Reproduce all of the data below with every "pin" swapped for "marker" and nothing else changed, and leave out the pictures.

## START

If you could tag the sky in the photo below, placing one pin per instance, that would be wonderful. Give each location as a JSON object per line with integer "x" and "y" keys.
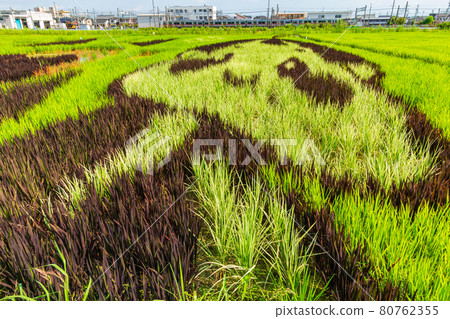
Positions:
{"x": 250, "y": 7}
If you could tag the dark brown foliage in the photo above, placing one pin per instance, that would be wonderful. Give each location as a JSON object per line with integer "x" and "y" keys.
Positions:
{"x": 197, "y": 64}
{"x": 274, "y": 41}
{"x": 143, "y": 44}
{"x": 329, "y": 54}
{"x": 217, "y": 46}
{"x": 32, "y": 167}
{"x": 65, "y": 42}
{"x": 322, "y": 223}
{"x": 17, "y": 66}
{"x": 240, "y": 81}
{"x": 19, "y": 97}
{"x": 319, "y": 87}
{"x": 147, "y": 224}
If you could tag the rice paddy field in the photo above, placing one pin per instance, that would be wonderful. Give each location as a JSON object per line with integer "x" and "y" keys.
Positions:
{"x": 323, "y": 171}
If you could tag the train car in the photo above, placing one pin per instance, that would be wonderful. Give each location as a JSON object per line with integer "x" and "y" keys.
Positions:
{"x": 243, "y": 23}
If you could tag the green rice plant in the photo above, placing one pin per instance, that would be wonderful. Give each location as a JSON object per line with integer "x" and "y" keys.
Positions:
{"x": 251, "y": 247}
{"x": 415, "y": 252}
{"x": 368, "y": 136}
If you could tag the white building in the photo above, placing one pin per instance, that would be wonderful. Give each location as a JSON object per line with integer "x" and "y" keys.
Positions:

## END

Response to this task
If you could tag the sky in the photo below, placing one marker per instance, that would be wonderful. Give each location as a JSON object per line with integer "x" and "y" keys.
Positions:
{"x": 250, "y": 7}
If you could tag the dark brown foliage in the photo above, placing one marker per instance, that would be wonderful. Give each location as a JSON object per line with integer "x" and "y" keys.
Positions:
{"x": 197, "y": 64}
{"x": 274, "y": 41}
{"x": 143, "y": 44}
{"x": 329, "y": 54}
{"x": 217, "y": 46}
{"x": 32, "y": 167}
{"x": 65, "y": 42}
{"x": 322, "y": 223}
{"x": 17, "y": 66}
{"x": 240, "y": 81}
{"x": 19, "y": 97}
{"x": 319, "y": 87}
{"x": 147, "y": 224}
If you could tag the rice paddy field in the photo above, placing one marker per instance, that would be wonderful. Give each location as a JSON object per line with integer "x" and "y" keys.
Positions:
{"x": 323, "y": 171}
If you could tag the train car in the photo above, placing one marker per instance, that would be wonderful. Give each location as a JSON object per line with integer "x" and "y" keys.
Positions:
{"x": 243, "y": 23}
If you could tag the green rice plant in the photo above, placing one marker per instance, that would be wonderful. Give each location as a JSON object per line with integer "x" and "y" keys.
Positions:
{"x": 251, "y": 247}
{"x": 415, "y": 252}
{"x": 368, "y": 136}
If you could tag the white building in the photo above, placing one marker per instance, that would be wonderful. Give each location as a JSON object per line with integer "x" and "y" keys.
Positions:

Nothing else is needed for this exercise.